Collection entries
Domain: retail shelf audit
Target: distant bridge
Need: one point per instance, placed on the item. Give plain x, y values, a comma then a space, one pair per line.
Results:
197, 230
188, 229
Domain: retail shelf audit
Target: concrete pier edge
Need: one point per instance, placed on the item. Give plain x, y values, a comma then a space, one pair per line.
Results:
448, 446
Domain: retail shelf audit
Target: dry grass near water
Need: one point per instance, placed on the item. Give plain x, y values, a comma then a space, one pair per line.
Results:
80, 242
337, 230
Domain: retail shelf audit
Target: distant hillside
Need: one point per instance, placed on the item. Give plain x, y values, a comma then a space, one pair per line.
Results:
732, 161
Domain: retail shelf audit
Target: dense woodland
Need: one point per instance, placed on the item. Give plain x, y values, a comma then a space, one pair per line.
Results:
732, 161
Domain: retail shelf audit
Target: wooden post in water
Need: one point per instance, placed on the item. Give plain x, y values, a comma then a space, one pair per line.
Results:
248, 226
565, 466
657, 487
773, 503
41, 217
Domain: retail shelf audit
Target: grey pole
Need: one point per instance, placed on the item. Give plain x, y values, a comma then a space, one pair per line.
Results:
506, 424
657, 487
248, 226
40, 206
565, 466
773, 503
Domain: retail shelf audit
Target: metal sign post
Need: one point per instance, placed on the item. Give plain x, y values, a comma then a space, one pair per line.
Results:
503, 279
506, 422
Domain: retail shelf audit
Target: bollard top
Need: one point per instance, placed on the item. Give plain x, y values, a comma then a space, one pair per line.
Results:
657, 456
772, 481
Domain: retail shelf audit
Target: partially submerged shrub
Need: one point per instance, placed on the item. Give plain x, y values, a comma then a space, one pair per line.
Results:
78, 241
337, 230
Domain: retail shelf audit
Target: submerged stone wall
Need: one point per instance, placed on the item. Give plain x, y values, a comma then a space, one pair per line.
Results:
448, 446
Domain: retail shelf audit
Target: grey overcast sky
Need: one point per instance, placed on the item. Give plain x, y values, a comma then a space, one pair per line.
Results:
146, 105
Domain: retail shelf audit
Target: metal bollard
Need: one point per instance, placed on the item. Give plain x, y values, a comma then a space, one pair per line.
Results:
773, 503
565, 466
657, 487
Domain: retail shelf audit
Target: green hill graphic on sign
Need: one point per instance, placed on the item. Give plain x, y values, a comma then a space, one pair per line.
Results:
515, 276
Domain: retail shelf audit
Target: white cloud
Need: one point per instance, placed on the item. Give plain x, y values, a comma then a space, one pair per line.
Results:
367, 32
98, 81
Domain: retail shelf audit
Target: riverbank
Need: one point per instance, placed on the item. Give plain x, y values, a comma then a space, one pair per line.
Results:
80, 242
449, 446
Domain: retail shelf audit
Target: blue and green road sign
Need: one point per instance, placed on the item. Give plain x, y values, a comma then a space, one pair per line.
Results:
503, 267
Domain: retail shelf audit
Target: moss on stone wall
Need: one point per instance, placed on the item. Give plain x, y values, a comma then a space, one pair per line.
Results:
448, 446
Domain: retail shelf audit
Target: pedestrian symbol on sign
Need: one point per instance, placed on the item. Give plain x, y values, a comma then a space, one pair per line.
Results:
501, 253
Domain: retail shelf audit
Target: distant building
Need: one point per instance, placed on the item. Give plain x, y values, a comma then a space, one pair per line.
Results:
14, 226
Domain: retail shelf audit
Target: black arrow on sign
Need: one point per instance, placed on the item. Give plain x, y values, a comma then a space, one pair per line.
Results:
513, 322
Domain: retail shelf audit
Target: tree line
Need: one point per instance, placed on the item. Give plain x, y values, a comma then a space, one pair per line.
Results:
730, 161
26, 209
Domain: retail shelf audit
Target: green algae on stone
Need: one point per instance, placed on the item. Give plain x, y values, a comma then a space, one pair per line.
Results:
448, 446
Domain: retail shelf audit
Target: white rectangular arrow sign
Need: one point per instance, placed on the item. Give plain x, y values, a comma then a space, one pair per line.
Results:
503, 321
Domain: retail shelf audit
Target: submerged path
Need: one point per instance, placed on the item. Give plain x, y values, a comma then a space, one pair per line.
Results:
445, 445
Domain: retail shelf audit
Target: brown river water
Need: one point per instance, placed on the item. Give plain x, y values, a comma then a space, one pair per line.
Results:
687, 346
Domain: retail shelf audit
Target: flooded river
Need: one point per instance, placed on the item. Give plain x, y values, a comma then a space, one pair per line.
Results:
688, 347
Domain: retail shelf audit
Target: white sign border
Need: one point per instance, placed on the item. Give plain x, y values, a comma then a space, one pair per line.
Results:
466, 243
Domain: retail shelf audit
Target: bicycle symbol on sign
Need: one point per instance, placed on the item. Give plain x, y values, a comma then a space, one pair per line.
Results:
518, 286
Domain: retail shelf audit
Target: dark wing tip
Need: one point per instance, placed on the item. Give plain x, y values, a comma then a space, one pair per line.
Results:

■ **GIVEN REQUEST**:
Give the entries once more, exactly as they appear.

■ **EXPECTED OUTPUT**:
Domain: retail shelf audit
Target: distant bridge
Need: one point per instance, placed on the item. Give plain x, y values, a comma then a space, one pair per line.
Results:
197, 230
188, 229
Domain: retail shelf audit
Target: concrete pier edge
Need: one point per instance, placed on the item. Give plain x, y values, a comma then a space, one pair per line.
Results:
448, 446
Domain: retail shelf audit
Target: dry grass near water
Need: one point per instance, placed on the item. Give plain x, y values, a comma then a space, one pair per line.
Results:
80, 242
337, 230
Domain: retail shelf audit
Target: distant hillside
Need: one point per instance, placed on the item. Give plain x, y values, a comma then a space, one pair per line.
Results:
732, 161
Domain: retail shelf audit
Target: dense woodland
Need: one point per instance, placed on the item. Give plain x, y values, a comma then a space, one pair per line.
Results:
732, 161
Domain: retail shelf audit
Target: wooden post in water
Need: one point per instance, placed on the item. Give plain x, y values, a comma then a space, one pair per line.
Results:
248, 226
565, 466
657, 487
773, 503
41, 217
Domain: retail shelf audit
Target: grey pole
Need: one point per instance, placed on the item. Give plain x, y values, a comma then a space, one pair per line.
Results:
506, 424
657, 487
248, 226
40, 206
565, 466
773, 503
Domain: retail shelf audit
Target: metal sign post
Need: one point per instance, placed on the item. Give plain x, y values, a comma then a space, one pair per line.
Results:
503, 279
506, 422
Domain: retail shelf audit
Target: bollard top
Need: one point per instance, placed on the item. Give plain x, y values, a comma then a space, one pair per line.
Results:
657, 456
772, 481
Domain: retail shelf audit
Target: partially submerged shrub
Need: one point per instance, placed on the item. Give plain x, y values, a comma then a space, one pair per line.
Results:
78, 241
337, 230
Domain: retail shelf audit
Target: submerged stone wall
Need: one point per instance, placed on the item. Give plain x, y values, a comma then a space, one pair per line.
Results:
448, 446
Domain: retail shelf audit
Target: grey overcast sky
Need: one point per instance, placed on the item. Give plain x, y values, a comma then a space, one pair per line.
Results:
146, 105
Domain: retail shelf audit
Target: metal bollard
Need: one point per instance, placed on the item. Give plain x, y values, a comma then a space, one pair per line.
Results:
773, 503
565, 466
657, 487
Domain: retail shelf audit
Target: green hill graphic on sign
Need: one point per instance, placed on the item. Give plain x, y values, a comma then a space, one pair per line.
Results:
515, 276
Domain: retail shelf audit
Target: white cloud
Need: one point per instance, placed on the item. Give plain x, y values, a comma then a space, one pair per line.
Results:
367, 32
98, 81
Domain: retail shelf audit
Target: riverbank
Need: one point per instance, placed on the item. Give plain x, y values, a comma then a space, one pair per line.
Results:
80, 242
449, 446
Domain: retail shelf audit
Target: blue and green road sign
Need: one point per instance, placed on the item. Give plain x, y values, a comma then a space, one pair per line.
Results:
503, 267
Domain: retail shelf audit
Target: moss on stone wall
Need: one point per instance, placed on the item. Give plain x, y values, a comma then a space, one pair per line.
Results:
448, 446
Domain: retail shelf audit
Target: pedestrian symbol on sign
Need: one point per instance, placed on the item. Give plain x, y values, a comma then a space, one pair per line.
Results:
501, 253
Domain: retail shelf audit
Target: distant building
Need: one point per instance, placed on the item. Give plain x, y values, a comma then a space, one pair per line.
Results:
14, 226
Domain: retail shelf audit
Target: black arrow on sign
Need: one point per instance, placed on the item. Give plain x, y values, a comma then a space, one pair per line.
Results:
513, 322
Domain: retail shelf audit
Target: tree line
Need: one point per instance, placed on the item. Give plain x, y values, a comma then a space, one pair per line.
Results:
730, 161
26, 209
Domain: retail shelf audit
Target: green algae on stone
Need: one point per instance, placed on the item. Give plain x, y values, a comma then a space, one pair per line.
Results:
448, 446
Domain: retail shelf audit
Target: white rectangular arrow sign
Need: one point per instance, placed on the item. Give plain x, y values, a comma then a space, one pair per line.
Results:
503, 321
Domain: retail shelf audit
Target: submerged path
Need: one point per instance, placed on the item. Give plain x, y values, a comma then a space, one pair per line.
Results:
445, 445
Domain: retail shelf audit
Target: brown river water
Need: one point per instance, placed on the item. Give plain x, y values, a comma then a space, one pair per line.
Results:
687, 346
Domain: retail shelf audit
Target: flooded river
Need: one point per instance, placed on the item. Give plain x, y values, a comma then a space, one pair per line.
Results:
688, 347
Domain: retail shelf audit
Target: white sign border
Need: one point per instance, placed on the item. Give plain x, y values, a comma then a space, one pair per line.
Results:
466, 243
Domain: retail shelf audit
Target: bicycle symbol on sign
Need: one point per instance, placed on the item. Give plain x, y values, a comma then a space, one pair per line.
Results:
518, 286
Domain: retail shelf audit
Target: dark wing tip
Need: one point per instance, placed on the item. Give plain x, y values, a comma then a space, one pair per line.
Results:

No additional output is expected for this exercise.